_WHAT IS ASKED:_
Return the listing below in full, with every line exactly as it is.
──────
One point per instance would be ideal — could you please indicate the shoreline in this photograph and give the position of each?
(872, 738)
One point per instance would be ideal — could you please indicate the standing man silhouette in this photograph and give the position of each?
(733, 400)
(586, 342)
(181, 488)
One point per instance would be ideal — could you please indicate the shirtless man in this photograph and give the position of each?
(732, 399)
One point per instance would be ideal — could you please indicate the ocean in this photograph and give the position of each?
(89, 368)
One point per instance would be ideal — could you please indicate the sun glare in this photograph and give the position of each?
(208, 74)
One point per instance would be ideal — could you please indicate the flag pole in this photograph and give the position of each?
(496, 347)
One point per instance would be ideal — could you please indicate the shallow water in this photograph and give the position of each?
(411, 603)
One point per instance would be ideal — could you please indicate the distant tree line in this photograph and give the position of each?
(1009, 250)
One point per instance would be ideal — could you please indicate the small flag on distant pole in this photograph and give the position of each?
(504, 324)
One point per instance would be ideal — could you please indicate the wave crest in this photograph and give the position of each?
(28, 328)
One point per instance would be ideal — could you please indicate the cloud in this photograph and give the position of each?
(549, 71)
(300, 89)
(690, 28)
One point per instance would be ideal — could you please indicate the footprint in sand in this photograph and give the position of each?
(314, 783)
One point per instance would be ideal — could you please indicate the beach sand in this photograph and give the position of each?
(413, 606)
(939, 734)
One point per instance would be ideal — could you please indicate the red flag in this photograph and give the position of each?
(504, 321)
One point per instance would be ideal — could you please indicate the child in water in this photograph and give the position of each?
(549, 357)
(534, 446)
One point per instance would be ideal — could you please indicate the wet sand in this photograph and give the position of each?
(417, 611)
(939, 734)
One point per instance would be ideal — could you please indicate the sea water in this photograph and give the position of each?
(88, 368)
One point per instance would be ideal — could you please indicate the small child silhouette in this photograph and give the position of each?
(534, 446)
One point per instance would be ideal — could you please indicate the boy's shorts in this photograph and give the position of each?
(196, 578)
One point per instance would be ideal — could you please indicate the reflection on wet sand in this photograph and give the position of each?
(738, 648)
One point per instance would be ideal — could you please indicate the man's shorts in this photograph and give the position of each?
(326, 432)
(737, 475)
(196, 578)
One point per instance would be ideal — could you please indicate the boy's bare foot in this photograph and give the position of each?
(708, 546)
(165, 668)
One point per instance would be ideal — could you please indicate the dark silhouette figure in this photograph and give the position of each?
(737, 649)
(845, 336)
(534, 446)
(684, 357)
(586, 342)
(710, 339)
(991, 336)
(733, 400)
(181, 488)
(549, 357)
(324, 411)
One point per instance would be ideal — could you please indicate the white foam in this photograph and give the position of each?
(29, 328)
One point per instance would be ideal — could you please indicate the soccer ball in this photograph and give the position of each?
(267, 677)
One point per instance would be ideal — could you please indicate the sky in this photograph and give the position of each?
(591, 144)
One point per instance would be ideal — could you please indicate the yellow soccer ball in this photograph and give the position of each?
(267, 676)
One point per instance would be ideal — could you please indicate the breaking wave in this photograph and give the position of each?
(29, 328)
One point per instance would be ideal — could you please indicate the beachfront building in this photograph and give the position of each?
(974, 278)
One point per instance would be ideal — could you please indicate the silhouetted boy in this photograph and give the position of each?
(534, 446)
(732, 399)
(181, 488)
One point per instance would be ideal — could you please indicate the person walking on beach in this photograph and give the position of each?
──────
_TASK OUTPUT:_
One point per instance would be ideal — could you please indicate the shoreline in this photograph and give the position of each?
(872, 738)
One point per instance would be ideal — could you please indicate the standing man silhouette in this photograph and give the position of each?
(733, 400)
(586, 342)
(181, 488)
One point per instance would be ideal — could you please indicate the shirtless man in this photograph and give the position of each?
(732, 399)
One point per instance would be ideal — could you please indicate the ocean in this photograph and give the position of each?
(89, 368)
One point per instance would be ideal — could you please indicate the sun glare in this photograph and give the position of each?
(208, 74)
One point per instance would be ideal — could you please indicate the flag pole in this photograph and give the position of each?
(496, 347)
One point per instance would be ideal — could you please indicate the shallow water in this photograph and give the position of each?
(411, 603)
One point per instance would be ideal — could you please indicate the distant tree line in this photograph and give the position of each?
(1009, 250)
One point per instance would be ideal — could you please indicate the small flag on distant pole in this photograph and give the position of each?
(504, 324)
One point per instance would be ideal — could you please indicate the wave crest in this photograph and give the position of each?
(28, 328)
One point per instance would be ideal — could you please indicate the cloud in this photograph and give the position of each?
(549, 71)
(300, 89)
(690, 28)
One point per instance would be ideal — could you please indicate the footprint in sand in this photograph and give the position of each?
(314, 783)
One point per instance would be ideal — could you please indicate the beach sand in this photograph and give the position of each?
(413, 606)
(939, 734)
One point per instance would be ideal — could you please indicate the red flag in this photograph and give the position of each?
(504, 321)
One point per instance would be ideal — could you please indicate the child in water in this photograph and give the position of each?
(549, 357)
(534, 446)
One point per instance would be ideal — could you please indicate the wet sand in this photograph and give the position of each?
(417, 611)
(939, 734)
One point per instance would be ideal — could you please indicate the sea water in this photograph and give the position of each?
(88, 368)
One point per instance would be ideal — could you please indicate the small child silhouette in this photograph and give the position of each?
(534, 446)
One point per instance would be ideal — could you please indicate the boy's shorts in this photograph and give the position of each?
(196, 578)
One point per instance would be ideal — could you please indicate the reflection on wet sand in this photograph and give the position of each?
(738, 648)
One point per instance would be ideal — could you please indicate the man's shorts in this photograph and give the position of each?
(326, 432)
(737, 475)
(196, 578)
One point per instance would be ideal — could you please indicate the boy's bare foot in this photograph and give the position of each?
(708, 546)
(165, 668)
One point per instance would be ideal — could you please indicate the dark silhouette figure in this photograph and give the position of each?
(737, 649)
(845, 336)
(534, 446)
(684, 357)
(586, 342)
(710, 339)
(991, 336)
(733, 400)
(181, 488)
(549, 357)
(324, 411)
One point per instance would be ideal — could you please indicate the white foam in this photograph and give the position of each?
(29, 328)
One point per instance would be ideal — could you please indicate the soccer ball in this photograph and give the position of each?
(267, 677)
One point per instance would be ideal — could you please indicate the sky in this photograph and give the position of each?
(591, 144)
One point per instance would be ideal — could you please indicate the yellow soccer ball in this photograph and give the position of each?
(267, 676)
One point per instance would be ideal — could you please indicate the breaking wave in this photograph and give the position of each?
(29, 328)
One point per instance would be ideal — could you please indicate the beachfront building in this photograph and give the position of each?
(974, 278)
One point per instance would be ideal — could you please indicate the silhouetted boy in this photograph and give the position of each?
(534, 446)
(732, 399)
(181, 488)
One point per instance would be ideal — could you please indicate the person walking on beach in this photograph and give the position of each?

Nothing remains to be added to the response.